**Source material:**

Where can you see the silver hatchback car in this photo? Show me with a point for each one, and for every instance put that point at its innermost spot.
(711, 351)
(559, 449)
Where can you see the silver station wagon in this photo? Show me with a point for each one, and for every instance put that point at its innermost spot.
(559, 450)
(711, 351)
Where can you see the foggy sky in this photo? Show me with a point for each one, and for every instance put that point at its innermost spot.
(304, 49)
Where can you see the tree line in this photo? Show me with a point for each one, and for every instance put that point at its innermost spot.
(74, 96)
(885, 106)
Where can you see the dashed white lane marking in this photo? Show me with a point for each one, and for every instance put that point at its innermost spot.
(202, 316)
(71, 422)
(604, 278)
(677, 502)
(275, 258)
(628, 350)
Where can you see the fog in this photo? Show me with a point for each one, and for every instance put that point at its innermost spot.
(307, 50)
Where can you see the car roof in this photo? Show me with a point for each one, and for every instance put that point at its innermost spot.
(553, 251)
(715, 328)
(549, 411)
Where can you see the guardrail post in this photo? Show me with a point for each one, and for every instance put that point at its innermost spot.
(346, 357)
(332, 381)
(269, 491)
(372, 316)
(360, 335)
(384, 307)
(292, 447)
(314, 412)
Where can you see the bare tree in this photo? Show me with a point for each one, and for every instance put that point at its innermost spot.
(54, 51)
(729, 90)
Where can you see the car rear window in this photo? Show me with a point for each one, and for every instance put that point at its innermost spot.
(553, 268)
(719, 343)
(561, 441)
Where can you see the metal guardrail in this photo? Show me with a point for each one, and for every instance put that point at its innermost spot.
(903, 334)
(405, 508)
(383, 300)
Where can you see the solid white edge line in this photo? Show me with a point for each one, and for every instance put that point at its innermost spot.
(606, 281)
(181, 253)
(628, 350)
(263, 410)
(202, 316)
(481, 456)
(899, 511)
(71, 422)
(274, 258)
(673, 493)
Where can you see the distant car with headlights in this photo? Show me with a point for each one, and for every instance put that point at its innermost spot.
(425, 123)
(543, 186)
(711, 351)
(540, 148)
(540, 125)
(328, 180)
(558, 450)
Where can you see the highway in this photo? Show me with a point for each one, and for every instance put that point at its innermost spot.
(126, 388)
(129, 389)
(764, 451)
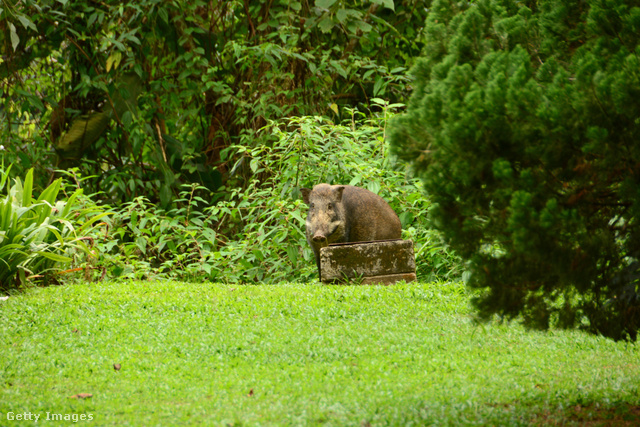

**Prompt:**
Retype all the entries exactly; drop the pictures.

**Worked solution:**
Where can you see the silver hatchback car in this photo? Show me with a point for each one, and for every instance put that point at its innermost spot.
(711, 351)
(559, 449)
Where can you see the silver station wagon in this photo? Show me with a point for each one, and for every instance put that point at its innermost spot.
(559, 450)
(711, 351)
Where can you see the foggy sky in this photo? Show me with a point for each one, and for every instance put that point at its innermost spot.
(304, 49)
Where can you see the tree line in this photo? Show me with a point for each one, and for every instance put that point at its innermost spot.
(74, 96)
(885, 106)
Where can you see the dashed white lane marking in this photo? Show me with a point for each one, and for every instance put that point at its innermost spot.
(202, 316)
(71, 422)
(604, 278)
(677, 502)
(275, 258)
(628, 350)
Where can you see the fog in this photo? Show me with a point for each one, and for every instance put that point at its innermost spot.
(307, 50)
Where can you see the car roof in this photo? Show me with a point for each one, and for every instance put that point at its innermost spot.
(553, 251)
(715, 328)
(549, 411)
Where can you see the guardrail post in this photo? Show me with a point for each one, and for every instance put that point at its innermost spot.
(346, 357)
(332, 381)
(269, 491)
(372, 316)
(360, 335)
(384, 307)
(292, 447)
(314, 412)
Where can you see the bare tree in this photo? Show me with a point for each one, and for every instance put that point at its innermost spot.
(54, 51)
(729, 90)
Where can you see the car rear window in this photo? Show me with a point for each one, and for every instance put that point at its innermost spot.
(553, 268)
(719, 343)
(561, 441)
Where can you see the metal guardrail in this photo? Show me with a point for each one, and for every instance put that point at its innermost spot.
(903, 334)
(405, 508)
(383, 300)
Where can you see the solid white edge line in this photo? Show me with a point for each one, and for every instance put that point at its innermost spot.
(606, 281)
(181, 253)
(628, 350)
(263, 410)
(202, 316)
(481, 456)
(899, 511)
(71, 422)
(274, 258)
(673, 493)
Where can you see the distant car with headlights in this photo? Show me with a point for each one, and for every instance put that point at its innermost spot.
(425, 123)
(543, 186)
(711, 351)
(540, 148)
(540, 125)
(328, 180)
(558, 450)
Where can you see the highway in this photo? Show me with a point for each one, and for every instance put that point at its innermost spot.
(126, 388)
(129, 389)
(764, 451)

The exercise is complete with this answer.